## QUESTIONS
1. Reproduce the part of the passage on the league table of deaths that opens with the words containing "I’m not saying" and closes with "happen in waves...", swapping "Pandemics" for "Epidemics".
2. For each statement below, state yes or no as to whether it agrees with the passage on the league table of deaths, and quote the words of the passage that decide it.
(a) The US figure includes care home deaths.
(b) The writer believes all countries should be including all deaths.
(c) Once more accurate figures exist, countries should be compared in a table.

I’m not saying that a League Table of Misery has no value at all, I’m saying it has no value *now* for 4 main reasons: https://twitter.com/tiggles15/status/1248761728638296065
1. It feels like this has been going on forever but really we’re still at the beginning! The first death in the UK was only 38(?) days ago. The disease didn’t exist a few months ago. Pandemics happen in waves...
we don’t know what will happen when countries loosen restrictions. When supplies get even more scarce than they are now. Different countries are at different stages of the cycle. We are in this for the long haul. We won’t know who got it “right” until a vaccine is available.
2. The figures are cagey to say the least. This is effectively a league table of countries that are best at estimating how many people have died. In China and Russia, we will probably never know how many people really died, but they should be way further up.
Some large countries with non-centralised systems like India will struggle to coordinate and estimate. And most other countries are only routinely including deaths in hospitals, again bc of logistical reasons
(we saw big spikes in France and the UK when they added care home deaths - the US figure as big as it already is, is still not including those).
3. There’s also the debate of “died with corona” vs “died of corona” going on ... personally I think all countries should be including all deaths.
4. It’s frankly silly to compare Lombardy and London. There are so many factors EVEN if you adjusted per capita: healthcare system surge capacity, population density, demographics, culture, public transport, local production of healthcare products, economy, human rights, etc etc
The UK/Ireland are island nations, but comparing us with tiny (as in more sparsely populated) island nations is pointless. What e.g. NZ did seems to be working for now but frankly their challenge was never on the same scale & what happens when they try to go back to ‘normal’?
Due to all these factors, I think it renders the League Table effectively meaningless. What can we actually learn from it? Nothing. If you have more caveats than data, your data is junk.
Only in a year or so when we have more accurate figures can we compare countries and then we shouldn’t have a table, it should be like for like.
There is an if - IF there was an international coordination of efforts, which there should have been eg by the WHO then this data would be useful for something right now. But there isn’t - it’s every country for themselves and our data ought to reflect that.

## EXTRACTED INFORMATION
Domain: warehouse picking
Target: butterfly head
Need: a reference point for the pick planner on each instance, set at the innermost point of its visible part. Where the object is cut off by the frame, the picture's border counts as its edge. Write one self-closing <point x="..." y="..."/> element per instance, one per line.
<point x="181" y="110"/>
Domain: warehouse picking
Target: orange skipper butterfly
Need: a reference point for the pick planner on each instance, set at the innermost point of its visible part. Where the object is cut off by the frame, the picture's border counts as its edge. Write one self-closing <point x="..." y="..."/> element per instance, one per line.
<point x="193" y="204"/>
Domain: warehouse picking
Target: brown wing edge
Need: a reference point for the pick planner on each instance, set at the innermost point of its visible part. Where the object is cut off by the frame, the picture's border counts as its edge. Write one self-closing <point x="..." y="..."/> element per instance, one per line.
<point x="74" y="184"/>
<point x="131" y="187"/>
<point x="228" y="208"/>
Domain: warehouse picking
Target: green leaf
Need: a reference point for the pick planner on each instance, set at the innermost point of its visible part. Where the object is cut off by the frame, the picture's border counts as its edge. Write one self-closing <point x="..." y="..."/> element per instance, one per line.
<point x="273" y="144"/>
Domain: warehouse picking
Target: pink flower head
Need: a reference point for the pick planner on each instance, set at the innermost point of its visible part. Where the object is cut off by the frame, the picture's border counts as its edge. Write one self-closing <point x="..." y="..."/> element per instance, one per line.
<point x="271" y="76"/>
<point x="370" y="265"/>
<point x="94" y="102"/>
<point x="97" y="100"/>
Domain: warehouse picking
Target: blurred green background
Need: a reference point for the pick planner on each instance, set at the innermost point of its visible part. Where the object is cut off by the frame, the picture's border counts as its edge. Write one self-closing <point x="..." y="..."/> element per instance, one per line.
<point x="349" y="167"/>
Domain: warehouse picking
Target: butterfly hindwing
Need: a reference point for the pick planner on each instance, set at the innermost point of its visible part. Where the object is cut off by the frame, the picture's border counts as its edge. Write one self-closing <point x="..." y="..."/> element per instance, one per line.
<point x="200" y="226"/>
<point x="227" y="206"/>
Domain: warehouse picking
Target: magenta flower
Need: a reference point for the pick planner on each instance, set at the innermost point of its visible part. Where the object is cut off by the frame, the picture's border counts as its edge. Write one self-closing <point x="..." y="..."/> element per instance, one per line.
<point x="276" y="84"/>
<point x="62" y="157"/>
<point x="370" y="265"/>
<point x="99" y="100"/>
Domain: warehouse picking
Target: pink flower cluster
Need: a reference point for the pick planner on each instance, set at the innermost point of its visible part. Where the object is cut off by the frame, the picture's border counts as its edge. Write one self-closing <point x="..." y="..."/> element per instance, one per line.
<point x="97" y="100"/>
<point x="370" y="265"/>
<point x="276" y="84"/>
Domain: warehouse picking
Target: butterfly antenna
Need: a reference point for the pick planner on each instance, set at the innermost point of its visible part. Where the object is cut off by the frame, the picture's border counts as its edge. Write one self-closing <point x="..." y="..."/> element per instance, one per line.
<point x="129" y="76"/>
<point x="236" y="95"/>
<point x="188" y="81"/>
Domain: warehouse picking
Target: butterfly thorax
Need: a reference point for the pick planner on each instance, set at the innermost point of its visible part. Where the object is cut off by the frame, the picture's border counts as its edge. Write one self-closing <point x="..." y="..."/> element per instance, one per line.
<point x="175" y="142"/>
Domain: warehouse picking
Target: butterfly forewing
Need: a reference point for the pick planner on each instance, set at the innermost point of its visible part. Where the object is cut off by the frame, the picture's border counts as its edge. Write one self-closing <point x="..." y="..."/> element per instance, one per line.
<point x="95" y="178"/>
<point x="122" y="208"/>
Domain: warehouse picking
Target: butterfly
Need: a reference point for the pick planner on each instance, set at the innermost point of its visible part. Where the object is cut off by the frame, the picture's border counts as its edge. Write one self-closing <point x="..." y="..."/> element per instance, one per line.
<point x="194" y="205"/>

## ANSWERS BY ITEM
1.
I’m not saying that a League Table of Misery has no value at all, I’m saying it has no value *now* for 4 main reasons: https://twitter.com/tiggles15/status/1248761728638296065
1. It feels like this has been going on forever but really we’re still at the beginning! The first death in the UK was only 38(?) days ago. The disease didn’t exist a few months ago. Epidemics happen in waves...

2.
(a) No: "the US figure as big as it already is, is still not including those"
(b) Yes: "personally I think all countries should be including all deaths."
(c) No: "then we shouldn’t have a table, it should be like for like."